-- DOCUMENT PASSAGE start --
Three Steps to Maximizing Dealership Profitability

Contributing Author: John StephensOn the other end of a harsh economic recession, it’s become very clear that Americans of today are drastically different from Americans in 2008. People not only tightened their belts over the past four years, they also completely changed their relationship with retail. And, today’s consumers are focused on keeping their savings intact, companies are concerned with fortifying their business to survive future economic challenges. One way companies like Apple and Google achieved this was through providing more value to their customers through enhanced service offerings such as cloud computing, which made it easier for customers to upgrade mobile technology with a free service which made back-ups and syncing easier and more efficient.

So, let’s stop and think about the retail automotive industry for a second.

Whether the economy is good or bad, consumers will still be in the market for a car. However, their needs for said vehicle may change. For example, with the latest recession, we saw the trend of consumers purchasing cars that last longer with better gas mileage. They didn’t stop buying, they just changed what they bought and how often they bought it. They also became less brand-loyal.

The search for more value now extends beyond the car itself to the dealership experience. With so many dealerships to choose from and less brand loyalty, you actually have a greater chance of increasing foot traffic to your store by focusing on your value proposition.

The first step to fortify your value proposition is to go back to the basics:

  • Hire Top Performers that consistently deliver results on the sales floor and in the F&I office.
  • Place those Top Performers in roles where they will thrive and train them to maximize their strengths.
  • Focus on customer service, not just the sale. The best sales people see themselves as advisers. They listen to the customer and address their needs with courtesy and respect.
  • Position your dealership as providing value beyond low interest rates. This ties back into customer service and bridges into the F&I office. Consumers are paying more attention to their return on investment just like businesses. Provide products and service that reflect their need to keep their savings intact.

Elementary right? Don’t kid yourself. You might be surprised on how little time gets spent on the basics of right people, right position, right training.

Next, re-evaluate the value you provide in the F&I office. You consistently review how many deals your sales team closes in a month, your product penetration, web traffic, etc. When it comes to analyzing your F&I products, are you taking a strategic approach to analyzing their benefits for your dealership?

Strong F&I products do much more than sell. They:

  • differentiate your dealership in the market;
  • help build customer relationships;
  • are designed with the customer experience in mind; and,
  • increase service retention.

When evaluating your mix of F&I products, think beyond product penetration to how your products enhance gross dealership profit by creating a customer experience that fosters lasting relationships and repeat sales.
-- DOCUMENT PASSAGE end --
» STATED TASK 1
In the dealership profitability article, what kind of cars did consumers buy during the latest recession?
-- RECORD EXTRACTS start --
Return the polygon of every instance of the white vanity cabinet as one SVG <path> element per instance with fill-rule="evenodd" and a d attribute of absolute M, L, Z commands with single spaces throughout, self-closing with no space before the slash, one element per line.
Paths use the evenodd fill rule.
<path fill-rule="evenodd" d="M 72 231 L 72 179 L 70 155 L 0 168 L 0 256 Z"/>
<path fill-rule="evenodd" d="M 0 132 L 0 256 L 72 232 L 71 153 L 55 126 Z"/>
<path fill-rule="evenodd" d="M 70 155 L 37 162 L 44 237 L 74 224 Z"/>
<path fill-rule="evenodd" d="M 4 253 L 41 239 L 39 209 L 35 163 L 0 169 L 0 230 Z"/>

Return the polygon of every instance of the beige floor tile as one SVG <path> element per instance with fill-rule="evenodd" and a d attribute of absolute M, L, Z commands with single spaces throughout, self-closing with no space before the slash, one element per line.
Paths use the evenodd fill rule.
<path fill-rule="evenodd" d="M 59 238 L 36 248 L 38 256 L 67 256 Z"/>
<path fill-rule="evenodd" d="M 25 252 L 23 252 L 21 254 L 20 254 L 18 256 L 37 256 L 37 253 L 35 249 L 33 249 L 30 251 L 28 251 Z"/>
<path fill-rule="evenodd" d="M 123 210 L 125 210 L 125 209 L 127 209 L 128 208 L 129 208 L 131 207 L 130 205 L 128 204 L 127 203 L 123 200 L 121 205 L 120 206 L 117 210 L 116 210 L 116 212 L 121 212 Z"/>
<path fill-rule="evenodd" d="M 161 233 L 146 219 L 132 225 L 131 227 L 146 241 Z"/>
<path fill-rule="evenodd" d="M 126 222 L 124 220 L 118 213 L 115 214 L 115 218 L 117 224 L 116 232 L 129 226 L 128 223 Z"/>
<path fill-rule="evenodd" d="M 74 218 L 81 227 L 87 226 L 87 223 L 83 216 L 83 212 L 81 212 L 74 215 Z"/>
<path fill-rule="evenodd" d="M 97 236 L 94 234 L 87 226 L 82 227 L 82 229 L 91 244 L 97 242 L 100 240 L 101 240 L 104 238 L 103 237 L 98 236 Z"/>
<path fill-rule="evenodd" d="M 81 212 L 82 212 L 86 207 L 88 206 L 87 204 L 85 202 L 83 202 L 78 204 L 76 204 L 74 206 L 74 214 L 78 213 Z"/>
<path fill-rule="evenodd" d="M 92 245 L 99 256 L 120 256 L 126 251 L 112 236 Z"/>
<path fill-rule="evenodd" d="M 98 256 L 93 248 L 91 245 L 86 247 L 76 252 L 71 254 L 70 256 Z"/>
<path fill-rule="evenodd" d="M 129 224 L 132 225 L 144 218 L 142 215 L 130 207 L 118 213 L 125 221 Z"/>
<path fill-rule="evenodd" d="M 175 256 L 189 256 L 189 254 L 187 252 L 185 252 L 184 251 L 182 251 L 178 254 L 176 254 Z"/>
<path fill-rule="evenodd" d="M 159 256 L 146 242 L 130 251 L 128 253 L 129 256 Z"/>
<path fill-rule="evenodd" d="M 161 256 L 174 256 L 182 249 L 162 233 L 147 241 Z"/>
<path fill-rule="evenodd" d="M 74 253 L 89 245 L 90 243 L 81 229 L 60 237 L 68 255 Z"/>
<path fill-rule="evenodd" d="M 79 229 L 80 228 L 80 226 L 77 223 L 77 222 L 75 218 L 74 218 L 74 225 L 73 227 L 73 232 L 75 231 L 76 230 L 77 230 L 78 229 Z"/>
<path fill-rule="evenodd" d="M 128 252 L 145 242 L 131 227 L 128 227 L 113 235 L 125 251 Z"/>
-- RECORD EXTRACTS end --
» STATED TASK 2
Start at the beginning of the entries and stop after the line containing "253 L 41 239". Write those lines again with their requests, multiplying every coordinate in the answers by 1.35 and rounding to whole numbers, with halves rounded up. Give only those lines.

» FULL ANSWER 1
Cars that last longer with better gas mileage.

» FULL ANSWER 2
Return the polygon of every instance of the white vanity cabinet as one SVG <path> element per instance with fill-rule="evenodd" and a d attribute of absolute M, L, Z commands with single spaces throughout, self-closing with no space before the slash, one element per line.
Paths use the evenodd fill rule.
<path fill-rule="evenodd" d="M 97 312 L 97 242 L 95 209 L 0 227 L 0 346 Z"/>
<path fill-rule="evenodd" d="M 0 178 L 0 346 L 97 313 L 96 207 L 74 170 Z"/>
<path fill-rule="evenodd" d="M 95 209 L 50 219 L 59 320 L 100 302 Z"/>
<path fill-rule="evenodd" d="M 5 342 L 55 323 L 53 282 L 47 220 L 0 228 L 0 311 Z"/>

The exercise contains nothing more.